*** Opening of EXTRACTED TEXT ***

There are two main types of processing for preparing leavened products:

  • The Direct Technique (or single dough) consists of kneading all the ingredients at once. Once ready, the dough will rest to start the fermentation before being baked.
  • The Indirect Method (or double doughs), instead, is made of 2 distinct phases. First of all, we make the first dough, and once well ripped (after about 12 hours), we continue the process by adding all the other ingredients of the recipe. However, the first dough’s fermentation time can vary according to the type of dough, the temperature, and Yeast’s quantity.

The Biga (preferment): It is a stiff dough made of water, flour, and Fresh Yeast (1% of the weight of flour), which is generally fermented between 12 and 24 hours at 19°C (6°6F). The proportion between water and flour is about 0,45:1 (450gr of water for 1kg of flour). It is essential to stress that when we use the Biga in a recipe, we always need to add (fresh or dry) Yeast, as the Biga alone is not “strong” enough to ferment the dough. This technique’s typical use is bread and pizza preparation with a proportion of at least 40-50% of flour’s weight. To learn more, learn more about Biga and Poolish and How much Biga to use in Recipes.

Poolish: It is obtained by mixing water and flour in a ratio of 1:1 and Yeast in a variable quantity from 0.1% to 2.5% of the flour’s weight. Yeast’s quantity depends on the fermentation time:

  •  0.1% needs 16 hours of fermentation
  • 0.5% needs 8 hours of fermentation
  • 1.5% needs 3 hours of fermentation
  • 2.5% needs 2 hours of fermentation 

I always suggest using a poolish prepared with low Yeast to improve the finished product’s digestibility and fragrance.

*** Close of EXTRACTED TEXT ***
*** Opening of INFORMATION SUPPLIED ***

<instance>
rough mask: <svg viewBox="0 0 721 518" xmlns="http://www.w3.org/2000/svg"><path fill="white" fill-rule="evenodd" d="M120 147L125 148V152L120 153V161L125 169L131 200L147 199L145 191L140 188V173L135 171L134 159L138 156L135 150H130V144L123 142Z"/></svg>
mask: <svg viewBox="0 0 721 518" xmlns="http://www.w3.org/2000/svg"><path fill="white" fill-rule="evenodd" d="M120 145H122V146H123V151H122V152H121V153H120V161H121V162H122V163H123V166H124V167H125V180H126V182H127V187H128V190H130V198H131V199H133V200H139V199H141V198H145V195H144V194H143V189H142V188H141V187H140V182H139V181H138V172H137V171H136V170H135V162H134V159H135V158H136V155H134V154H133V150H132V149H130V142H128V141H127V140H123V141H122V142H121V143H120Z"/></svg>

*** Close of INFORMATION SUPPLIED ***

* WHAT YOU ARE ASKED TO DO: Summarize the text above about preparing leavened doughs in two sentences.

* SOLVED PROBLEM: Leavened products are made either by the direct technique, which kneads all ingredients at once before resting and baking, or by the indirect method, which first prepares a dough that ferments and then adds the remaining ingredients. Two such first doughs are the biga, a stiff mix of water, flour, and fresh yeast fermented 12 to 24 hours that still needs added yeast in the recipe, and the poolish, equal parts water and flour with 0.1% to 2.5% yeast depending on fermentation time, best made with low yeast for digestibility and fragrance.